**Exercise brief**
Change "black boots" to "dark boots" in everything from the start of the listing down to the line containing "90 369 108 403", and give those lines again with all else unchanged.

[Data entries]
+ + + +

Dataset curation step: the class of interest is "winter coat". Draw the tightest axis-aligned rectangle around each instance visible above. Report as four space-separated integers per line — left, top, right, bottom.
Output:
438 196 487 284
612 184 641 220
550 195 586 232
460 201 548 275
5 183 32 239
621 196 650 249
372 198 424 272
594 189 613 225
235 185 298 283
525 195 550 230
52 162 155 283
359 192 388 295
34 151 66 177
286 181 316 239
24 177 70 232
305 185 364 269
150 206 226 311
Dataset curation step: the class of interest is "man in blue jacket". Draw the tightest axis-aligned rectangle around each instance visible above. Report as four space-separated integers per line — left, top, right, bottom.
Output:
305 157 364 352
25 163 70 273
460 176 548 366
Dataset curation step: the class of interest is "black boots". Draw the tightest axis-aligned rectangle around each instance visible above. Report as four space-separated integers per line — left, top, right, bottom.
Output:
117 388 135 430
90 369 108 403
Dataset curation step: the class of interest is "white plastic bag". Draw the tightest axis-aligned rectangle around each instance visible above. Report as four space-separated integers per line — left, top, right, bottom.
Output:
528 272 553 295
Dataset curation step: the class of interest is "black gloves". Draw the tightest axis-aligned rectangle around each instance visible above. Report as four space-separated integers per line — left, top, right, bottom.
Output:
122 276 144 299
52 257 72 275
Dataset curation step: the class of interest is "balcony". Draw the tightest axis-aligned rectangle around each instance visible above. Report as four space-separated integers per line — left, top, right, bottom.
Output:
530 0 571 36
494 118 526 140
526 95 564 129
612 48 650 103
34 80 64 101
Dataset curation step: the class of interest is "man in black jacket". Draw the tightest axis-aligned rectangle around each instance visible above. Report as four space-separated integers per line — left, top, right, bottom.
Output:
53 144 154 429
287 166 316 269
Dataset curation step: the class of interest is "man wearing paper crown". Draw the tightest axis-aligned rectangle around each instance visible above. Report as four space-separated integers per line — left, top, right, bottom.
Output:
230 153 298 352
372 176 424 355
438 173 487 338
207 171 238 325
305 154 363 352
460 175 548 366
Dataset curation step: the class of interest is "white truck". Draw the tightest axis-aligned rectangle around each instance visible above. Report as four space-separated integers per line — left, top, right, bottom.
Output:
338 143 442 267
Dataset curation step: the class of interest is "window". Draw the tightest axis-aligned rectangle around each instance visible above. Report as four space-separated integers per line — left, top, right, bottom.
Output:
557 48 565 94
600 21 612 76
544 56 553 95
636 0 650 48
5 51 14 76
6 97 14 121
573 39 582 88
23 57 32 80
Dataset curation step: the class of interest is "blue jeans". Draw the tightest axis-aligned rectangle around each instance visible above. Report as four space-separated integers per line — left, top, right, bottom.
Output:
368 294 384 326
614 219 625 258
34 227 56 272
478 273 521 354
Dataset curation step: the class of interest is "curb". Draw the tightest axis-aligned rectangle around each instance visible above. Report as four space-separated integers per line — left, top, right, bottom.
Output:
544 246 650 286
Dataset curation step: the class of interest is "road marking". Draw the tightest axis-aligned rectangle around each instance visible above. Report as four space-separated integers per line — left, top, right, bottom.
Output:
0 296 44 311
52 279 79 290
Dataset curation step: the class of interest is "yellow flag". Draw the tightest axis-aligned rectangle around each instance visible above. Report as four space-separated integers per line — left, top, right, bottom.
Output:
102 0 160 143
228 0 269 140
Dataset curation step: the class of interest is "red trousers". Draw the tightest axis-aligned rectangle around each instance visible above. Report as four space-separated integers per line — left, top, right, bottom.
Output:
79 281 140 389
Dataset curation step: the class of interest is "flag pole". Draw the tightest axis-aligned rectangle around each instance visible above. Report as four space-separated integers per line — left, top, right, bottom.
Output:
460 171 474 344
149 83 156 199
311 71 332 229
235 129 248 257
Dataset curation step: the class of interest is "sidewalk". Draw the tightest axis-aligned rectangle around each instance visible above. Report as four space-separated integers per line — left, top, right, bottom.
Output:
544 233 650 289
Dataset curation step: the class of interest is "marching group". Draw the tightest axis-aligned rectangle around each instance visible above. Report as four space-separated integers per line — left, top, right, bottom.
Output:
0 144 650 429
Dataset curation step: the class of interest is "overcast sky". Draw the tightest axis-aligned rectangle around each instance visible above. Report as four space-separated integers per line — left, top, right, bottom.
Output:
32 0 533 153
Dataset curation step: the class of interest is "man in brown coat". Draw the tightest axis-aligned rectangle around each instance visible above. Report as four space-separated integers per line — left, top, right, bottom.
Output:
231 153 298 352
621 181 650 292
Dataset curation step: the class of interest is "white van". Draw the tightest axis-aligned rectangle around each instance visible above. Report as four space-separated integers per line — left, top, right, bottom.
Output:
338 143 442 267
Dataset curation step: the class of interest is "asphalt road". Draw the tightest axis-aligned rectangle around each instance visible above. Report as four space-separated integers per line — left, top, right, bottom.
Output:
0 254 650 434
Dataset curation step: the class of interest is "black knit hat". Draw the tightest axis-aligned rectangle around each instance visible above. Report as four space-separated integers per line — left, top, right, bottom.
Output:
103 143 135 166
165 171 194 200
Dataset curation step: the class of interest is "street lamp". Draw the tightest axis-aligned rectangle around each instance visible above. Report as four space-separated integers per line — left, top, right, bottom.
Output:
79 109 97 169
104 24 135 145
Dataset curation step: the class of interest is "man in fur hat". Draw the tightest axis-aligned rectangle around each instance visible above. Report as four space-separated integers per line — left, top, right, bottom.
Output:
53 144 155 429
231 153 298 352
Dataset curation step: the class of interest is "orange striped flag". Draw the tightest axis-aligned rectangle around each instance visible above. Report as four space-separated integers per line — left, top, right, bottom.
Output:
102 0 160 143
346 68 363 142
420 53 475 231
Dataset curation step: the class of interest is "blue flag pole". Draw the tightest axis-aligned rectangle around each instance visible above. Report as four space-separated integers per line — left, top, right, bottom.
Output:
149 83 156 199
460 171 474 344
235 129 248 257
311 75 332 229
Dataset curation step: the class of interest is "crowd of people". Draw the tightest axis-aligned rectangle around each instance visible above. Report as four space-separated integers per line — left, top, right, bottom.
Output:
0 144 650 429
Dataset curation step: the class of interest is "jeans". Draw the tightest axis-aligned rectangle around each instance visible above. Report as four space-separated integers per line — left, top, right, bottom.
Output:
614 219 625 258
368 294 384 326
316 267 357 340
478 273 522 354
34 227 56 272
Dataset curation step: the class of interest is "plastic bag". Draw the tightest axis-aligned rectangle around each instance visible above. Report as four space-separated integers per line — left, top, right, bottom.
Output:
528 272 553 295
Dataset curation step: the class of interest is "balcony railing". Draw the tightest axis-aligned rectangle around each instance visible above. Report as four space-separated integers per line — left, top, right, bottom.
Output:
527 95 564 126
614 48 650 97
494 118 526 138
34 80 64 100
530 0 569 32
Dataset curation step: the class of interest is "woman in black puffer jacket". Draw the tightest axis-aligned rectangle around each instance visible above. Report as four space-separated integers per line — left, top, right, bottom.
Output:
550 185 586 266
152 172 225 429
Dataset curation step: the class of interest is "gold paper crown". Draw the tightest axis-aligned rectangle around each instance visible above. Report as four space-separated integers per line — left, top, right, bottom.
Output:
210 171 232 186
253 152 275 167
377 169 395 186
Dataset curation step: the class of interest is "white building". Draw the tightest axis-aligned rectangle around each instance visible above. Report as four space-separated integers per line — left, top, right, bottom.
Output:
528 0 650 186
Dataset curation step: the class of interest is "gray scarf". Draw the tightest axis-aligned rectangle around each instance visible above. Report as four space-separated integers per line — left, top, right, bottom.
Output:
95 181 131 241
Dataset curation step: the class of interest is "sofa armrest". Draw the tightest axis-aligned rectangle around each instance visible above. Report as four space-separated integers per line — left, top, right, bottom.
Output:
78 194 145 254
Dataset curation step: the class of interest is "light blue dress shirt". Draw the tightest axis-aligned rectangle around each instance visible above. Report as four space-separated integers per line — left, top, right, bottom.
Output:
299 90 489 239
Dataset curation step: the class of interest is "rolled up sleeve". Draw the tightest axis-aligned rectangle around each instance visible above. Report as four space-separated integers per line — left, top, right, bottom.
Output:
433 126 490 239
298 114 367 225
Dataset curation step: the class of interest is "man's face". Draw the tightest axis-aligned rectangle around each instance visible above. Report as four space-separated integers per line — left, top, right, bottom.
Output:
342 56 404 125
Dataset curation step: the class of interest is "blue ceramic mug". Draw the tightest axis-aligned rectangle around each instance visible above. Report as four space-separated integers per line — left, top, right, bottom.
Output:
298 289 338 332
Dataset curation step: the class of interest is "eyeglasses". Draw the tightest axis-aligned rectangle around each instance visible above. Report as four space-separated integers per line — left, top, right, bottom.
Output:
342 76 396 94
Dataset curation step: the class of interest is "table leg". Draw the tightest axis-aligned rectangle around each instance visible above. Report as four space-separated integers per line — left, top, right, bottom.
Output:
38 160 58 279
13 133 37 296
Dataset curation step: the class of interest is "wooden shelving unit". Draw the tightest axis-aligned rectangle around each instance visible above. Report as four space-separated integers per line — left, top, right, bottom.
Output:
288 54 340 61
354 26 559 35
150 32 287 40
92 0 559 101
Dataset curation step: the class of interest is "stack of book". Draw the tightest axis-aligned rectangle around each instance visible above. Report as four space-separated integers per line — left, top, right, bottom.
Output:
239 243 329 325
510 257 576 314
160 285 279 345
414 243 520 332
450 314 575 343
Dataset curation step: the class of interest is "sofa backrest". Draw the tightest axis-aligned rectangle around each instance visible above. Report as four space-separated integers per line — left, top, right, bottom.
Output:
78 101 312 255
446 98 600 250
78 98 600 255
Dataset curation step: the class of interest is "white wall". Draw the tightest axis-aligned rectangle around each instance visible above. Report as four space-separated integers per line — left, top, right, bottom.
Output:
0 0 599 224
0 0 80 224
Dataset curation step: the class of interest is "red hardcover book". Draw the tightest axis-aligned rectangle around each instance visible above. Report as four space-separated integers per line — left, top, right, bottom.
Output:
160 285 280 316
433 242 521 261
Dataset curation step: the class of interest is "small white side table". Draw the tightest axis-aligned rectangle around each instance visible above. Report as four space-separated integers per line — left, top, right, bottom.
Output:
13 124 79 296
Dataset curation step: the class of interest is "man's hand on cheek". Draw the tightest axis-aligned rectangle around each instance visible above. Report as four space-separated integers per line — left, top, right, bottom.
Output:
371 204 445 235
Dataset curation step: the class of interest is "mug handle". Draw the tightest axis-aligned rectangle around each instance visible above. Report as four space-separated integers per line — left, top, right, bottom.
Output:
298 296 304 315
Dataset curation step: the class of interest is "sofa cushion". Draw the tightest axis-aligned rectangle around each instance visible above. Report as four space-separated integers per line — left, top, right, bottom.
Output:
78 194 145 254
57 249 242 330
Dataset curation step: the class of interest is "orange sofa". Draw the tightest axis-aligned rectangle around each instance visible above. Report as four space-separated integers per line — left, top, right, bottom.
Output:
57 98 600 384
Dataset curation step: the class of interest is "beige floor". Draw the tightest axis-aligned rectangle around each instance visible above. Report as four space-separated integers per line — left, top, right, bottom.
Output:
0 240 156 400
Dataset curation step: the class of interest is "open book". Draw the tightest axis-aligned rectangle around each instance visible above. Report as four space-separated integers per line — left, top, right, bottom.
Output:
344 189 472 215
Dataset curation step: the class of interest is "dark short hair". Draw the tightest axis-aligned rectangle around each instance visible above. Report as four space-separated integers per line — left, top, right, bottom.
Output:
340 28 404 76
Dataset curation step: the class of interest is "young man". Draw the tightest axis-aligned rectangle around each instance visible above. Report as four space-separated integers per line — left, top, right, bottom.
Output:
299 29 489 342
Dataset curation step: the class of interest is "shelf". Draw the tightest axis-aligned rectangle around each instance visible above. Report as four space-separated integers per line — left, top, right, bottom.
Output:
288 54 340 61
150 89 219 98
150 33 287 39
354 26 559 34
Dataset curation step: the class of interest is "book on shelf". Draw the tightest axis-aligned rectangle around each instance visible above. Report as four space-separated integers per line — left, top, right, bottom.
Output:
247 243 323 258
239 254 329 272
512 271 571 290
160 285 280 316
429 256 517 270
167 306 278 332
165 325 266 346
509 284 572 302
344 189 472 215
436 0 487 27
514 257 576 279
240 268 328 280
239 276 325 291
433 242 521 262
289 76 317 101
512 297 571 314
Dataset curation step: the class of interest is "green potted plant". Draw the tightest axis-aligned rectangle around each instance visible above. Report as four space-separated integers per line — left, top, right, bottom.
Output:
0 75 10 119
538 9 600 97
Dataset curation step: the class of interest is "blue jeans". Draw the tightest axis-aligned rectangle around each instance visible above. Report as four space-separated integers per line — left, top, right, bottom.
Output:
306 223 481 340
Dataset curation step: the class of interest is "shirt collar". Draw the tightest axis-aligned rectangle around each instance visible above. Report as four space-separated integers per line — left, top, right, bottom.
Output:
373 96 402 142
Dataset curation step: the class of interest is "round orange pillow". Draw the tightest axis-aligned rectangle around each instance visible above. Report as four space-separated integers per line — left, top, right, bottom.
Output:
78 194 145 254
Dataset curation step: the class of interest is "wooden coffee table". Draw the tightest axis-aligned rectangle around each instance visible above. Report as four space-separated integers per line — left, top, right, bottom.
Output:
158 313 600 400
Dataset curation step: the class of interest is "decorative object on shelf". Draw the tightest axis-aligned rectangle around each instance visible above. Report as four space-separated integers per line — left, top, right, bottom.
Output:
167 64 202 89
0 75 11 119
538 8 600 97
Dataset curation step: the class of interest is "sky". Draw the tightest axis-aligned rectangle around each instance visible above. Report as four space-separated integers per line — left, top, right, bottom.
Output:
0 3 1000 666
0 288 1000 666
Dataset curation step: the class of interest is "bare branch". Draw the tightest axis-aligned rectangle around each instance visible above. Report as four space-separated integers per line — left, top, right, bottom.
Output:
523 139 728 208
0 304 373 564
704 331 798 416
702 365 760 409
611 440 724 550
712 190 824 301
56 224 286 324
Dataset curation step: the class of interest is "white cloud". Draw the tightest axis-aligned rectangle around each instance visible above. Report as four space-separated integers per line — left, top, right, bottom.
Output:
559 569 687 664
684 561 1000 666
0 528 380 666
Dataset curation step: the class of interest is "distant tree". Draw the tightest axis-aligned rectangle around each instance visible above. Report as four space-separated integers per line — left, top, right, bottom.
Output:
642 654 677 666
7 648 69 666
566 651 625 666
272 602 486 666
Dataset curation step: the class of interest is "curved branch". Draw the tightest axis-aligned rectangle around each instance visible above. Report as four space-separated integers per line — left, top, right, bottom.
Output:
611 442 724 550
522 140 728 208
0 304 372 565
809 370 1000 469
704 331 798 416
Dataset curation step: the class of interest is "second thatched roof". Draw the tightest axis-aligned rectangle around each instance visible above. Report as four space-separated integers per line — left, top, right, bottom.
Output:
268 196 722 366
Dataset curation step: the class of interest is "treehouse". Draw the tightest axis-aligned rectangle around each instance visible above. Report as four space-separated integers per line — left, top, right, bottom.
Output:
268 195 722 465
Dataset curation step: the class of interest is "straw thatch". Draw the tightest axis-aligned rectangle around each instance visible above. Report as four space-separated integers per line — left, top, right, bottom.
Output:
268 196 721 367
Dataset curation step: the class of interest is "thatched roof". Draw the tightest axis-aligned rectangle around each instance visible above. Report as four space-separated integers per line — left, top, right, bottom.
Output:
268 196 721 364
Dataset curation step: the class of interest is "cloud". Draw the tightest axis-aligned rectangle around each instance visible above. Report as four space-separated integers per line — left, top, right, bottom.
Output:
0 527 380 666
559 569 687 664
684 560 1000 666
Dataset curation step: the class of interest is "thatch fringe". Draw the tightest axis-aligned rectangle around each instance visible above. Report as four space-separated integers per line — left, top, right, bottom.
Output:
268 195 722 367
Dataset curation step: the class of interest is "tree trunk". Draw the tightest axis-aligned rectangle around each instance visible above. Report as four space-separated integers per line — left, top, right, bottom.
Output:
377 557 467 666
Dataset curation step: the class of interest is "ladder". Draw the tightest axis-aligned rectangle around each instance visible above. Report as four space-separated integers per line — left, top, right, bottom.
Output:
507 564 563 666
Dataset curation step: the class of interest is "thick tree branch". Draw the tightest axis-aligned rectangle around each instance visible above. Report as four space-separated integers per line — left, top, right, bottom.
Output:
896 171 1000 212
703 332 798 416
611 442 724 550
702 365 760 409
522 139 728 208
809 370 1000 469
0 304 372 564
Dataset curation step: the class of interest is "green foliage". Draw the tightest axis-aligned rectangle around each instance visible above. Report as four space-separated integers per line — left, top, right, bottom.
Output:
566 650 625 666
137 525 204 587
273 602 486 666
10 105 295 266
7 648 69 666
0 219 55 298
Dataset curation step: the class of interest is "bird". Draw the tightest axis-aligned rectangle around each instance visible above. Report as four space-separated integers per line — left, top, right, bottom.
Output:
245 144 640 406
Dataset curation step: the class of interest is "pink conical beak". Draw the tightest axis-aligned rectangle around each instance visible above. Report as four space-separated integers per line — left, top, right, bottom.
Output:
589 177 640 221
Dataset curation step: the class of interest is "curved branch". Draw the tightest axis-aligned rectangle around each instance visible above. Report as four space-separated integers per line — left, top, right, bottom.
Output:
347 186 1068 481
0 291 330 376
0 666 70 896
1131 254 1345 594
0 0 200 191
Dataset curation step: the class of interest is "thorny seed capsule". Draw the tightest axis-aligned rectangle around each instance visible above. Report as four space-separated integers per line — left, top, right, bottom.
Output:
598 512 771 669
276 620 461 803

+ + + +

**Correct output**
Dataset curation step: the class of interest is "winter coat". Draw the tightest axis-aligned rectangle around each instance visible above. Report as four space-separated integers per line — left, top, right, bottom.
Output:
438 196 487 284
612 184 641 220
550 195 586 232
460 201 548 275
5 183 32 239
621 196 650 249
372 198 424 272
594 189 613 225
235 185 298 283
525 195 550 230
52 162 155 283
359 192 388 295
34 151 66 177
286 181 316 239
24 177 70 232
305 185 364 269
150 206 226 311
Dataset curation step: the class of interest is "man in blue jacket". Draw the tightest axis-aligned rectangle around each instance visible above. Report as four space-separated integers per line — left, top, right, bottom.
Output:
305 157 364 352
25 163 70 273
460 176 548 366
Dataset curation step: the class of interest is "dark boots". Draw the tightest axis-aligned rectangle around each instance visible above. Report as four space-separated integers per line — left, top, right, bottom.
Output:
117 388 135 430
90 369 108 403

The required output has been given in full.